'''

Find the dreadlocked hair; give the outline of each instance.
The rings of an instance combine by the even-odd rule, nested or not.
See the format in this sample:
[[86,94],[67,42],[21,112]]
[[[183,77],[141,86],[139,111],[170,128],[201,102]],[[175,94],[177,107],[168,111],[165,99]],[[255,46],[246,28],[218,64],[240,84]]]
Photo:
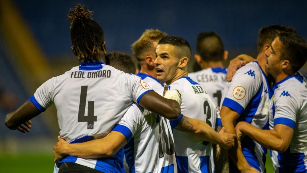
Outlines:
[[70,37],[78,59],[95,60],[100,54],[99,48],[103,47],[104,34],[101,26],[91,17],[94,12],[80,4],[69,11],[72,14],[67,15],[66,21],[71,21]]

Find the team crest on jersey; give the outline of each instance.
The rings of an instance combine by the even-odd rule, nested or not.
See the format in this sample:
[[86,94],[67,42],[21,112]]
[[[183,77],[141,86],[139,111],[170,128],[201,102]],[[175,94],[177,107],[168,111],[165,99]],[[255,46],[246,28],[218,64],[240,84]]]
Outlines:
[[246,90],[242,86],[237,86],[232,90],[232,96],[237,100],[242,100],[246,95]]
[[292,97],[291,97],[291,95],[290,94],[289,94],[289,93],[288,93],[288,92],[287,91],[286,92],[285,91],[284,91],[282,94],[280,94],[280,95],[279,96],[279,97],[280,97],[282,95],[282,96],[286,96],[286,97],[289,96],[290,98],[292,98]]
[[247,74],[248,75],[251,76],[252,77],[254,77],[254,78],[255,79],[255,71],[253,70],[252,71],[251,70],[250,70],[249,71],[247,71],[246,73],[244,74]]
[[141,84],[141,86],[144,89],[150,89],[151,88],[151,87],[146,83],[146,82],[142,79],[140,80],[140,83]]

'''
'''

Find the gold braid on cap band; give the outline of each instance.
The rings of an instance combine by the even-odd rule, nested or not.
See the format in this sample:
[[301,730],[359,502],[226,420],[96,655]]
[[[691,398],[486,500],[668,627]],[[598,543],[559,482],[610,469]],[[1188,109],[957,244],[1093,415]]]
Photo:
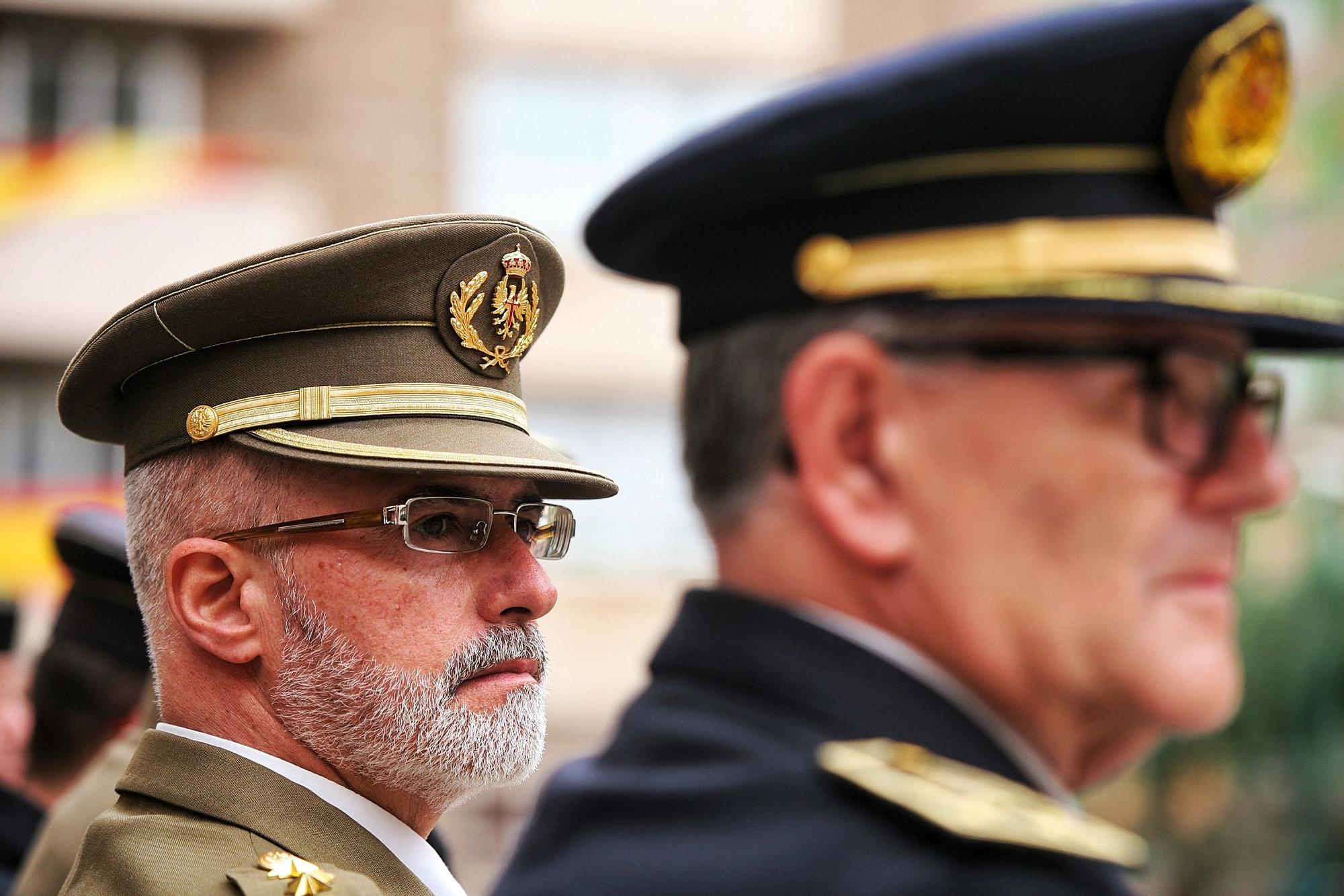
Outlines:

'''

Could you reproduce, character for character, the stretch of lines from the one containing "Find the gold" through the one containing "[[301,730],[359,502],[226,420],[96,655]]", including both of those lines?

Find the gold braid on cap band; give the outline of each instance.
The rings of an instance combine by the even-odd rule, nested or not.
See the format in this sample:
[[301,730],[359,502],[226,420],[96,655]]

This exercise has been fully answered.